Eval harness

AI & LLM Testing

// Definition

Software that runs an LLM-backed system against a dataset of inputs, scores the outputs against criteria (exact match, similarity, LLM-as-judge, custom rubric), and tracks how scores change across model versions, prompts, or code changes. Eval harnesses are to AI features what test runners are to deterministic code: the place CI calls into, the place regressions get caught, the place quality is measured rather than asserted. The 2026 ecosystem has fragmented rather than consolidated — Braintrust is eval-first, Langfuse is prompt-first (acquired by Clickhouse in January), Laminar is built for agent debugging, Arize Phoenix is OpenTelemetry-native. Most teams pick one platform per workflow rather than expecting one tool to cover everything.

// Related terms

LLM-as-judge
An evaluation pattern where one language model grades another model's output. The judge model is given the input, the output to evaluate, and a rubric — and returns a score or pass/fail verdict. Useful for evaluating qualities that are hard to test deterministically: tone, factual accuracy, helpfulness, refusal of unsafe requests. The catch is that judges are themselves LLMs with their own biases and failure modes — they need to be calibrated against human raters before you trust them at scale. Good for triage and trend-spotting; not a replacement for human eval on critical paths.
Golden dataset
A curated set of inputs paired with known-correct outputs, used to evaluate an AI system's performance over time. For an LLM-backed product, a golden dataset might be 100 representative user questions plus the ideal answer for each. You run the system against the dataset on every release and compare current output to the gold answer — either with exact match, similarity scoring, or LLM-as-judge. Without a golden dataset you have vibes, not evaluation. Building and maintaining one is foundational QA work for AI products.
Large Language Model (LLM)
A neural network trained on massive text datasets to predict the next word in a sequence. Modern LLMs like Claude, GPT-4, and Gemini can answer questions, write code, summarise documents, and follow multi-step instructions — but they don't 'know' anything, they predict plausible continuations from patterns in training data. This is why they sometimes produce confident-sounding falsehoods (hallucinations) and why prompt design matters so much. In QA, LLMs are useful for generating test scaffolding, summarising bug reports, and drafting documentation — but their output always needs human review before it ships.

┄┄┄┄┄┄┄┄┄┄

Exercise details: Reproduce, word for word, everything in the eval harness glossary page from "AI & LLM Testing" down to "to cover everything.".

Collected data
┄┄┄┄┄┄┄┄┄┄

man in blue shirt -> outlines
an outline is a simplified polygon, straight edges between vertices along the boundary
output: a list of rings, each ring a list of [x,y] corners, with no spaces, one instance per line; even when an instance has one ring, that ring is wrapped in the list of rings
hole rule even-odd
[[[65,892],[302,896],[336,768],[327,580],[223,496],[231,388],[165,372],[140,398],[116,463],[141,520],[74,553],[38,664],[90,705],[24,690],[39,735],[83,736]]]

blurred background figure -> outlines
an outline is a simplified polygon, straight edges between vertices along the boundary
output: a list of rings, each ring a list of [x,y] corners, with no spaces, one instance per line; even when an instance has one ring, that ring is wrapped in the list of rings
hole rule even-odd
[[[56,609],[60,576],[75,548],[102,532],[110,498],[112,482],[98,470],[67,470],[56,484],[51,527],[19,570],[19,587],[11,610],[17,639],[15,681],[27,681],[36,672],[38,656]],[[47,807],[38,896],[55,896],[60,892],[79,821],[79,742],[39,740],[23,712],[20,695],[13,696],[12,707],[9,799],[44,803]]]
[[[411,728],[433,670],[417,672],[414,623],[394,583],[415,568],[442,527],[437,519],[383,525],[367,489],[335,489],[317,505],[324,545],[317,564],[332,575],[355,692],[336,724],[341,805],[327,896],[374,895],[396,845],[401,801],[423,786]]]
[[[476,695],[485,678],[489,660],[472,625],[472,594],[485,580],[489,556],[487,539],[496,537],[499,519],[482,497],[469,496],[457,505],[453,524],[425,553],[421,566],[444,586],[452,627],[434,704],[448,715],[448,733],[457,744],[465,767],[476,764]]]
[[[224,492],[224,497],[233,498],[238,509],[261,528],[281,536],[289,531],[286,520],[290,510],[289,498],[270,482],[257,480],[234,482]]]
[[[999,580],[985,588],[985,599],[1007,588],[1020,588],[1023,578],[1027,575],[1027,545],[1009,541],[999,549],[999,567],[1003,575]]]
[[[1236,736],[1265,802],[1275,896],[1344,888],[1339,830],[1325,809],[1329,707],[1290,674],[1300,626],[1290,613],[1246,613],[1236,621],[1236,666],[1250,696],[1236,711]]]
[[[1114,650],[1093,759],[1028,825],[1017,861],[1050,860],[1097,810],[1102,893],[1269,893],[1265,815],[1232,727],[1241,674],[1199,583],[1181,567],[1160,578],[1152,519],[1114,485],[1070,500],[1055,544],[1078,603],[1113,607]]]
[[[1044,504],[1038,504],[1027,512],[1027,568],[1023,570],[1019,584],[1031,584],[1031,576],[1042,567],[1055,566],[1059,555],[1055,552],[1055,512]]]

┄┄┄┄┄┄┄┄┄┄

Finished task:
AI & LLM Testing

// Definition

Software that runs an LLM-backed system against a dataset of inputs, scores the outputs against criteria (exact match, similarity, LLM-as-judge, custom rubric), and tracks how scores change across model versions, prompts, or code changes. Eval harnesses are to AI features what test runners are to deterministic code: the place CI calls into, the place regressions get caught, the place quality is measured rather than asserted. The 2026 ecosystem has fragmented rather than consolidated — Braintrust is eval-first, Langfuse is prompt-first (acquired by Clickhouse in January), Laminar is built for agent debugging, Arize Phoenix is OpenTelemetry-native. Most teams pick one platform per workflow rather than expecting one tool to cover everything.